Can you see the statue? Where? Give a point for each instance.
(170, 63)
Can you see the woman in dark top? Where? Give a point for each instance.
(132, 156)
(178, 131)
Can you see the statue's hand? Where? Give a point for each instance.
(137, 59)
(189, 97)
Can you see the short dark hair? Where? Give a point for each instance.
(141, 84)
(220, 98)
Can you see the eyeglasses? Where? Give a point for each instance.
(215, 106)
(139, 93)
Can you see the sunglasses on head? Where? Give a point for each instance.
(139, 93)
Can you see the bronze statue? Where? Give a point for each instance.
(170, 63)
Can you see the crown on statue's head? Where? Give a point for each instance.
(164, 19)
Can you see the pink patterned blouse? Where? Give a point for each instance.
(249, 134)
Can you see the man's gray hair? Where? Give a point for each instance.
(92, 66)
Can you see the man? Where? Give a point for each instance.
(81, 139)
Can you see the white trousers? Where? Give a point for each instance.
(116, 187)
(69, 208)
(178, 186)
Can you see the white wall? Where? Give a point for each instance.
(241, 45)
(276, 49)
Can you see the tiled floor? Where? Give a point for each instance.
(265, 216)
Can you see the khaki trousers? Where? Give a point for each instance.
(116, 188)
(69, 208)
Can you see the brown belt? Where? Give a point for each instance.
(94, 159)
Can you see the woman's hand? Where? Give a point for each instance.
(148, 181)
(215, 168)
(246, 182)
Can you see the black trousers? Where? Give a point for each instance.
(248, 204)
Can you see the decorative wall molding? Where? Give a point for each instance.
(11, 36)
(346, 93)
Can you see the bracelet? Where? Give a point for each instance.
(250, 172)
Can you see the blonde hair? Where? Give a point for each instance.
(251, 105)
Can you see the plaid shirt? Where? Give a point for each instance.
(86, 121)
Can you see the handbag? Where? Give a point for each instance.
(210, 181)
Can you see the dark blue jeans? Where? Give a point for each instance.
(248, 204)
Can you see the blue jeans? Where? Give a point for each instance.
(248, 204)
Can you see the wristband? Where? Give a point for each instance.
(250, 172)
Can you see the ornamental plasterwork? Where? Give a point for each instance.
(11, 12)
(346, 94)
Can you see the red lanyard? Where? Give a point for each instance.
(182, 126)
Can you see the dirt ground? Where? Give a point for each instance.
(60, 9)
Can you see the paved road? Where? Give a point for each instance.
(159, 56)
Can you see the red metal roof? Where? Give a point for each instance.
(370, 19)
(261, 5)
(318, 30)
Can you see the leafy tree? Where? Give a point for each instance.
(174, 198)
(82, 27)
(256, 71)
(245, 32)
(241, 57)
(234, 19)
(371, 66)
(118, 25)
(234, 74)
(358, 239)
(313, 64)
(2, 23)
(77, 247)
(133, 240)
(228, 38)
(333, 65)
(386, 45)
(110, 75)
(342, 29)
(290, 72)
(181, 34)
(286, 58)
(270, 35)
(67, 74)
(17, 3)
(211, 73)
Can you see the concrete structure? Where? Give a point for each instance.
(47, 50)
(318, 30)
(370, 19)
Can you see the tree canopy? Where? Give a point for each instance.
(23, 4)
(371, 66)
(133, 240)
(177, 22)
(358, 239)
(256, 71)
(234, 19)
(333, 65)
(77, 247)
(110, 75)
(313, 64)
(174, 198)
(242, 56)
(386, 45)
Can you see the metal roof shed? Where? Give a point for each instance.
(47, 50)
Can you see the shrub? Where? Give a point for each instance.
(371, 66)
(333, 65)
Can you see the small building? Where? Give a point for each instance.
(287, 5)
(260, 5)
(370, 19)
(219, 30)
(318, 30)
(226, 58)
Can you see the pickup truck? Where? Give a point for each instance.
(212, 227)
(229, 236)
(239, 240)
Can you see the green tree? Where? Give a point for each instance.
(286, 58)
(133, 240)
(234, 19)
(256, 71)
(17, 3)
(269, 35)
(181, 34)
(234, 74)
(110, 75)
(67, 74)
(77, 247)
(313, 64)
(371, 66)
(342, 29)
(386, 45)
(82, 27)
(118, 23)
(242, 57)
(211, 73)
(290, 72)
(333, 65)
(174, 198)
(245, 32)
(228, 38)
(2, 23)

- [WHAT IS NEEDED]
The answer is the full data, repeated exactly as shown.

- [REPLY]
Can you see the statue? Where? Give a point for each instance.
(170, 63)
Can you see the woman in dark top? Where? Give a point for each instance.
(132, 156)
(178, 131)
Can you see the statue's hand? Where? Give a point for each instance.
(137, 59)
(189, 97)
Can you see the short dark hair? Where? Give a point for each instance.
(141, 84)
(220, 98)
Can you see the eyeglasses? Where? Give a point for each instance.
(215, 106)
(139, 93)
Can you see the sunglasses on head? Where? Give a point for each instance.
(139, 93)
Can you see the bronze statue? Where? Give a point for each instance.
(170, 63)
Can you see the crown on statue's head? Where? Give a point for each instance.
(164, 19)
Can you see the pink patterned blouse? Where? Give a point for each instance.
(249, 134)
Can you see the man's gray hair? Where? Give a point for each instance.
(92, 66)
Can you see the man? Where? Give a point for each instance.
(81, 139)
Can you see the white trousers? Where? Give a point for each instance.
(116, 187)
(69, 208)
(178, 186)
Can you see the white wall? Where? Give a point for each instance.
(241, 45)
(276, 49)
Can you see the tiled floor? Where? Give a point for each instance.
(265, 216)
Can you see the khaki trousers? Where? Give a point for each instance.
(116, 188)
(69, 208)
Can you see the brown belt? Where? Give a point for each instance.
(94, 159)
Can you see the woman's hand? Where? Give a point for each instance.
(148, 181)
(215, 168)
(246, 182)
Can you see the black trousers? Where? Give a point for each instance.
(248, 204)
Can you see the decorative wall molding? Where? Give a point for each instance.
(11, 36)
(346, 93)
Can you see the bracelet? Where? Give a point for each instance.
(250, 172)
Can you see the blonde hair? Where? Give a point for each instance.
(251, 105)
Can you see the plaid shirt? Where? Give a point for each instance.
(86, 121)
Can you see the handbag? Where? Give a point for each instance.
(210, 181)
Can you see the dark blue jeans? Where? Give a point for each instance.
(248, 204)
Can you see the blue jeans? Where? Give a point for each instance.
(248, 204)
Can you see the wristband? Where? Give a point for each instance.
(250, 172)
Can you see the ornamental plasterwork? Where? Give a point for each instance.
(11, 12)
(346, 94)
Can you see the red lanyard? Where? Give a point for each instance.
(182, 126)
Can you see the dirt ground? Where? Give a point for each instance.
(60, 9)
Can you see the paved road? Where? Give a point for each instance.
(159, 56)
Can you see the red metal roof? Where? Give a point for each instance.
(370, 19)
(261, 5)
(318, 30)
Can you see the leafy tree? Where? Give a point for each instance.
(174, 198)
(82, 27)
(256, 71)
(245, 32)
(241, 57)
(234, 19)
(371, 66)
(118, 25)
(234, 74)
(358, 239)
(313, 64)
(2, 23)
(77, 247)
(133, 240)
(228, 38)
(333, 65)
(386, 45)
(110, 75)
(342, 29)
(290, 72)
(181, 34)
(286, 58)
(270, 35)
(67, 74)
(17, 3)
(211, 73)
Can you see the concrete structure? Where? Give a point for each instance.
(47, 50)
(318, 30)
(370, 19)
Can you see the tree canopy? Where? Give a point for each instance.
(23, 4)
(371, 66)
(133, 240)
(177, 22)
(358, 239)
(256, 71)
(234, 19)
(333, 65)
(77, 247)
(110, 75)
(313, 64)
(174, 198)
(242, 56)
(386, 45)
Can you see the metal roof shed? Where? Give a point for each instance.
(47, 50)
Can you see the shrub? Where? Give a point for each instance.
(371, 66)
(333, 65)
Can you see the small building? Where? Give a point for each instance.
(287, 5)
(260, 5)
(370, 19)
(219, 30)
(318, 30)
(226, 58)
Can you see the pickup truck? Where? Give a point for each instance.
(212, 227)
(229, 236)
(239, 240)
Can you see the green tree? Where? Give a point for each instance.
(286, 58)
(133, 240)
(234, 19)
(256, 71)
(17, 3)
(269, 35)
(181, 34)
(234, 74)
(110, 75)
(67, 74)
(77, 247)
(313, 64)
(371, 66)
(342, 29)
(386, 45)
(82, 27)
(118, 23)
(242, 57)
(211, 73)
(290, 72)
(333, 65)
(174, 198)
(245, 32)
(228, 38)
(2, 23)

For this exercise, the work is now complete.